-------- DATA EXTRACT --------

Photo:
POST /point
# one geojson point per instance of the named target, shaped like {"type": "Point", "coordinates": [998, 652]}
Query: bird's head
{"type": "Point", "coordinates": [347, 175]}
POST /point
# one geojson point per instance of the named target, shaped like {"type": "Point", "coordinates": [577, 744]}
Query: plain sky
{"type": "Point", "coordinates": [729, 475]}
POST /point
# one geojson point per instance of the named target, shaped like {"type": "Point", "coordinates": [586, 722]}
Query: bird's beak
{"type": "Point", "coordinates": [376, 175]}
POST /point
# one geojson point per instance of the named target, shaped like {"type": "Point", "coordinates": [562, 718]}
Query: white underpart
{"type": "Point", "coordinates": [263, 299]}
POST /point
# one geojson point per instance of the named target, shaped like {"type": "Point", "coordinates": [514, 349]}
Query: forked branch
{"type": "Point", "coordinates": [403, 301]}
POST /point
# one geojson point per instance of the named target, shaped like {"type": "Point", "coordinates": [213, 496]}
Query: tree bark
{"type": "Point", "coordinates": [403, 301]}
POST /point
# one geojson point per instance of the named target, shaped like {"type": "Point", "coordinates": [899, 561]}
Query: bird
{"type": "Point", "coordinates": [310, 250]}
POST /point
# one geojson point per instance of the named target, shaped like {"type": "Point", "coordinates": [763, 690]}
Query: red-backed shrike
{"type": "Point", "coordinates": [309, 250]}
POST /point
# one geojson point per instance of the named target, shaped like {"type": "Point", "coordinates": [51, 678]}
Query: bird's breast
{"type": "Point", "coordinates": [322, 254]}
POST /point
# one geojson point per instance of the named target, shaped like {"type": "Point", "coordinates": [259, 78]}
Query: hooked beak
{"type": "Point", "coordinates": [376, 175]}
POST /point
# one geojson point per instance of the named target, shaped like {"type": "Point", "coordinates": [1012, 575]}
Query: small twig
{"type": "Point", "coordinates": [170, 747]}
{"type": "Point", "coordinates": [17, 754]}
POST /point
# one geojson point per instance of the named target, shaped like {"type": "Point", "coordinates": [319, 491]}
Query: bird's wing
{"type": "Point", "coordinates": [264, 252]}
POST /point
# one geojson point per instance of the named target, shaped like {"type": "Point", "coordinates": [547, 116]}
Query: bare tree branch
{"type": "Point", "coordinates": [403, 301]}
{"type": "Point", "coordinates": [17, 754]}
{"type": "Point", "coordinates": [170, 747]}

--------

--- STATED GOAL ---
Restate each entry exactly, skipping none.

--- SOLUTION ---
Photo:
POST /point
# one geojson point per instance of the named target, shaped like {"type": "Point", "coordinates": [998, 652]}
Query: bird's head
{"type": "Point", "coordinates": [347, 175]}
POST /point
# one geojson point per instance of the named target, shaped like {"type": "Point", "coordinates": [577, 744]}
Query: plain sky
{"type": "Point", "coordinates": [729, 475]}
POST /point
# one geojson point per instance of the named target, shaped like {"type": "Point", "coordinates": [586, 722]}
Query: bird's beak
{"type": "Point", "coordinates": [376, 175]}
POST /point
# one geojson point per instance of the named target, shaped like {"type": "Point", "coordinates": [562, 718]}
Query: white underpart
{"type": "Point", "coordinates": [263, 299]}
POST /point
# one geojson point per instance of the named target, shaped like {"type": "Point", "coordinates": [514, 349]}
Query: forked branch
{"type": "Point", "coordinates": [403, 301]}
POST /point
# one geojson point per instance of the named target, shaped like {"type": "Point", "coordinates": [213, 496]}
Query: tree bark
{"type": "Point", "coordinates": [403, 301]}
POST /point
# one geojson point per instance of the named target, shaped like {"type": "Point", "coordinates": [899, 561]}
Query: bird
{"type": "Point", "coordinates": [310, 250]}
POST /point
# one geojson point per instance of the named target, shaped like {"type": "Point", "coordinates": [763, 690]}
Query: red-backed shrike
{"type": "Point", "coordinates": [309, 250]}
POST /point
# one geojson point per instance of the named target, shaped like {"type": "Point", "coordinates": [51, 678]}
Query: bird's breast
{"type": "Point", "coordinates": [322, 254]}
POST /point
# one geojson point per instance of the named target, shaped like {"type": "Point", "coordinates": [259, 78]}
Query: hooked beak
{"type": "Point", "coordinates": [376, 175]}
POST /point
# one geojson point per instance of the named target, shaped like {"type": "Point", "coordinates": [1012, 575]}
Query: small twig
{"type": "Point", "coordinates": [170, 747]}
{"type": "Point", "coordinates": [17, 754]}
POST /point
# one geojson point per instance of the named target, shaped like {"type": "Point", "coordinates": [319, 491]}
Query: bird's wing
{"type": "Point", "coordinates": [264, 252]}
POST /point
# one geojson point per instance of the named target, shaped like {"type": "Point", "coordinates": [547, 116]}
Query: bare tree branch
{"type": "Point", "coordinates": [403, 301]}
{"type": "Point", "coordinates": [17, 754]}
{"type": "Point", "coordinates": [170, 747]}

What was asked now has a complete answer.